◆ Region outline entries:

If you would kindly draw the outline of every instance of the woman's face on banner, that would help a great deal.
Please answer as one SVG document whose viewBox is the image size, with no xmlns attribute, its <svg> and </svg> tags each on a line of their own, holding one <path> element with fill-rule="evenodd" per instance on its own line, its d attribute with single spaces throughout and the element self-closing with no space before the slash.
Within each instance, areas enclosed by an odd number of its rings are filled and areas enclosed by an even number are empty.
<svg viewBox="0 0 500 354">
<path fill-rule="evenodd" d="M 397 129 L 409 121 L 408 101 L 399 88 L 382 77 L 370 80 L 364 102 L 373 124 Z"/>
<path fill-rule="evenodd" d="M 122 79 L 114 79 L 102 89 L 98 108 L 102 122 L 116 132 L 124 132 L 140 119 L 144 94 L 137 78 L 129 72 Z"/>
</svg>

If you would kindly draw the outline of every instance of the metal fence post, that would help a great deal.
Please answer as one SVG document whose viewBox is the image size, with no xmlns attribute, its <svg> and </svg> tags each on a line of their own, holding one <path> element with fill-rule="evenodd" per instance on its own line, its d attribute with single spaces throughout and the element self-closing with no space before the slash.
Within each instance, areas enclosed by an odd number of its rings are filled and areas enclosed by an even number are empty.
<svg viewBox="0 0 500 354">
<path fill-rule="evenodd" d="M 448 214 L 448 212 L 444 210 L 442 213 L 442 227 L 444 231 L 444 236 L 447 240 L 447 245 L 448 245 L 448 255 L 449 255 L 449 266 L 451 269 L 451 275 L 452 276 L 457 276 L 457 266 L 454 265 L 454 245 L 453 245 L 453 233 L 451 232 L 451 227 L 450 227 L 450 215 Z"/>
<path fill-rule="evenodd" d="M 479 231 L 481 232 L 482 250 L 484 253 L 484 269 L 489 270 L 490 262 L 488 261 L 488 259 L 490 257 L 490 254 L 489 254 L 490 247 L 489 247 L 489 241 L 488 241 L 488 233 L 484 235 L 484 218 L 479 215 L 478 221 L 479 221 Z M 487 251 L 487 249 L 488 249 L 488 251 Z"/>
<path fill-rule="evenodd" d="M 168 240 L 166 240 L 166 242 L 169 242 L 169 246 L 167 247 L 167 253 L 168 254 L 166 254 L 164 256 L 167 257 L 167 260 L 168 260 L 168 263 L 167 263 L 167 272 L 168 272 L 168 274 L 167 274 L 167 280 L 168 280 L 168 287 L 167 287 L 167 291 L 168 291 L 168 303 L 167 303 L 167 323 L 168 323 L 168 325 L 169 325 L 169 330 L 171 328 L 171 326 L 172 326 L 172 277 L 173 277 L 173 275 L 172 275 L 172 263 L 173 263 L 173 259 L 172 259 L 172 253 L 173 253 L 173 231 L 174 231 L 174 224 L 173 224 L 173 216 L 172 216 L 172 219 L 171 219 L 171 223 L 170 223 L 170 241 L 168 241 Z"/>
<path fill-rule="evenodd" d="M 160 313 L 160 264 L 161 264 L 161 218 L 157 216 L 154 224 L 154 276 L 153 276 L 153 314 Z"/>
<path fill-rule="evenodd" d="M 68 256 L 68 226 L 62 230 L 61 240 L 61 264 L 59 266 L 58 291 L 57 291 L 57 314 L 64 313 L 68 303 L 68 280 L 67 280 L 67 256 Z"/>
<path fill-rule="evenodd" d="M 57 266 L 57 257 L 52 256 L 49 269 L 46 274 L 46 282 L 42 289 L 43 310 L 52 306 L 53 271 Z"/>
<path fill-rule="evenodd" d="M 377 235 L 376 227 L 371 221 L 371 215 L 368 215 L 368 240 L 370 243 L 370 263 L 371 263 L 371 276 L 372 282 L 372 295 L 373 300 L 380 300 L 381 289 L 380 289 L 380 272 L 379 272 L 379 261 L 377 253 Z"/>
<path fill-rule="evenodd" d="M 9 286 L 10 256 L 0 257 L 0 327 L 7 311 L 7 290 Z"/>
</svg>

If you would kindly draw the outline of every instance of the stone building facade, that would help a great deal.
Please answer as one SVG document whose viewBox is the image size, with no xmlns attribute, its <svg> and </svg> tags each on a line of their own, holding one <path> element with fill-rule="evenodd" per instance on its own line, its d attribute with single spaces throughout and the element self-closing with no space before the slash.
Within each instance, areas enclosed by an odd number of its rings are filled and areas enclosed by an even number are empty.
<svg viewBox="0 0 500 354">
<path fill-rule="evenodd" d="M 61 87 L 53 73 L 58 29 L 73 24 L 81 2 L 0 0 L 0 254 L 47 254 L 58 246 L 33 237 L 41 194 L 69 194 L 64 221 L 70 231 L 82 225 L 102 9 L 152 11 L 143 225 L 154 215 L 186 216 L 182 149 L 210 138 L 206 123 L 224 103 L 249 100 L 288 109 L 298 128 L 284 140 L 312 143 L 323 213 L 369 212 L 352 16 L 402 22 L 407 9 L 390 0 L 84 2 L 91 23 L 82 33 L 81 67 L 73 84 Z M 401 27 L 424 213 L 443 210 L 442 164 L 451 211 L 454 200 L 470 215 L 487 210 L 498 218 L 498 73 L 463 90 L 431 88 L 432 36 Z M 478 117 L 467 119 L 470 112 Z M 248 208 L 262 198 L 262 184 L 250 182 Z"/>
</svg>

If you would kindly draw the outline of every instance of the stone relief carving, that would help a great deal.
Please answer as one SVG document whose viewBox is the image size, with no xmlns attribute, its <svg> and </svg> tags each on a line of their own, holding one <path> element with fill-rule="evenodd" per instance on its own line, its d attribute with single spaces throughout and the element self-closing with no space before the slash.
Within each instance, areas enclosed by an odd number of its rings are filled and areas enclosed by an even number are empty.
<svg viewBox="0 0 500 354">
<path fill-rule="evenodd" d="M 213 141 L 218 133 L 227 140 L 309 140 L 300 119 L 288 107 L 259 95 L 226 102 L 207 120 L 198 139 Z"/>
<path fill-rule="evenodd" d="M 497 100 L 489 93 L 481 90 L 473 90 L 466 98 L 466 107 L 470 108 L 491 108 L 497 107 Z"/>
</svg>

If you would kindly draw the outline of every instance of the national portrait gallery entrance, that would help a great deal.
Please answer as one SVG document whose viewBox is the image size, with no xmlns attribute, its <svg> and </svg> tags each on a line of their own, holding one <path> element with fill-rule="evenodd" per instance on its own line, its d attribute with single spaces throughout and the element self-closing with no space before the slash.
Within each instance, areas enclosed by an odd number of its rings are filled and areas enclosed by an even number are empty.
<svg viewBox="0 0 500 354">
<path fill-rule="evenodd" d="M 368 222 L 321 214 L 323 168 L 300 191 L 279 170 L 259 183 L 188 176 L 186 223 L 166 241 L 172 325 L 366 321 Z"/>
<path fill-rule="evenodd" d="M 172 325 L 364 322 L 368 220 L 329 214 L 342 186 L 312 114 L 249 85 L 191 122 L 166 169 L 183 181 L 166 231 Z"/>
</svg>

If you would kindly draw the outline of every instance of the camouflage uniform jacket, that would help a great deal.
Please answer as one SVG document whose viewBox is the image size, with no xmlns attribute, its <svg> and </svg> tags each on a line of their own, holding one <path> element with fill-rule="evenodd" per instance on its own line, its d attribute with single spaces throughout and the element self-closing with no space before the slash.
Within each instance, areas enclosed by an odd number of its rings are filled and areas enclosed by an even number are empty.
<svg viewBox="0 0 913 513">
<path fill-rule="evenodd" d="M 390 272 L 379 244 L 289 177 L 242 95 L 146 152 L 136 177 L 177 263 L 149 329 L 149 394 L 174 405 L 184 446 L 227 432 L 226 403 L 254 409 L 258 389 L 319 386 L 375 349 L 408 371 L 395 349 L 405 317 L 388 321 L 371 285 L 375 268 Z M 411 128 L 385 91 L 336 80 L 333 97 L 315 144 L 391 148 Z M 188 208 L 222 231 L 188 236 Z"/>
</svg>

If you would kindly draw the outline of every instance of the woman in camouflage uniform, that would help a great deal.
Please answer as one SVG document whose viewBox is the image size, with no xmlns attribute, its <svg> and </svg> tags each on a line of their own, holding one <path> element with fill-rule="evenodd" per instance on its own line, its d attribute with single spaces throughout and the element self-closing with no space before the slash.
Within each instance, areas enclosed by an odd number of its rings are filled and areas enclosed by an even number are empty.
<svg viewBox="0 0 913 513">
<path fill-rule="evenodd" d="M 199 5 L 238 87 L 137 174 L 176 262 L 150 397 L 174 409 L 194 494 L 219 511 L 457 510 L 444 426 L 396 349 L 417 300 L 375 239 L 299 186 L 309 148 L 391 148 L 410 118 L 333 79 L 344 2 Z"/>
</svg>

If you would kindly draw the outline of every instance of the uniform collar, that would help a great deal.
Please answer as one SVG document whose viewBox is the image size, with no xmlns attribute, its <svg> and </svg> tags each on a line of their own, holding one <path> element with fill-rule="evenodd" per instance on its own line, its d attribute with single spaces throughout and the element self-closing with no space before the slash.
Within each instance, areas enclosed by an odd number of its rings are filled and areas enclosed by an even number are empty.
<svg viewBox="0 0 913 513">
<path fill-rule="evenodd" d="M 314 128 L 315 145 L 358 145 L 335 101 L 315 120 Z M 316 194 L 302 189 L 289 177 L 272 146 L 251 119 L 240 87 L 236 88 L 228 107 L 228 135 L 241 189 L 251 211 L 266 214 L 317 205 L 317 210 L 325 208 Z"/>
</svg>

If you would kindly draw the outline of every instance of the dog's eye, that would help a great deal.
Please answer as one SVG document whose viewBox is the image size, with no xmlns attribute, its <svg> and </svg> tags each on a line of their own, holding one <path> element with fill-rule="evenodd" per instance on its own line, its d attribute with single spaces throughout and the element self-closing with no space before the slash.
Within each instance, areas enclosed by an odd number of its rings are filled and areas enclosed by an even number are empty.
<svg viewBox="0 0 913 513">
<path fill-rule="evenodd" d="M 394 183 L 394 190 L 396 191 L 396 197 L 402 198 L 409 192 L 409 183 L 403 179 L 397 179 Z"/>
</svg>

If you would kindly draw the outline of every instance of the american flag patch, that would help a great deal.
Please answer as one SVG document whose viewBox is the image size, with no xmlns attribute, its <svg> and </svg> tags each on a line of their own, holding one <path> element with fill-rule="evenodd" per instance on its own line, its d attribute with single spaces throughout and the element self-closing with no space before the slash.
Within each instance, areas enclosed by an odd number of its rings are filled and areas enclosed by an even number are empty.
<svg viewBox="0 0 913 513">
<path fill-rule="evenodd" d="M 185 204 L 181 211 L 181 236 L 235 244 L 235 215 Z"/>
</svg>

◆ Given task:
Return the data above verbatim, from the line that contains "post, that would help a great deal." through the line that contains "448 214 L 448", both lines included, and nothing else.

◆ Exercise result:
If you would kindly draw the outline of every instance of the metal fence post, that would help a great deal.
Please answer as one SVG document whose viewBox is the image size, with no xmlns attribute, its <svg> and </svg> tags each on a line of their own, holding one <path> element with fill-rule="evenodd" per instance on its own line, its d attribute with single spaces throughout and the element self-closing with no space before the slash.
Within each instance, areas enclosed by an odd number of its rings are filled and areas enclosed by an even number are empty.
<svg viewBox="0 0 500 354">
<path fill-rule="evenodd" d="M 448 214 L 448 212 L 444 210 L 442 213 L 442 227 L 444 231 L 444 236 L 447 240 L 447 245 L 448 245 L 448 255 L 449 255 L 449 266 L 451 269 L 451 275 L 452 276 L 457 276 L 457 266 L 454 265 L 454 245 L 453 245 L 453 233 L 451 232 L 451 227 L 450 227 L 450 215 Z"/>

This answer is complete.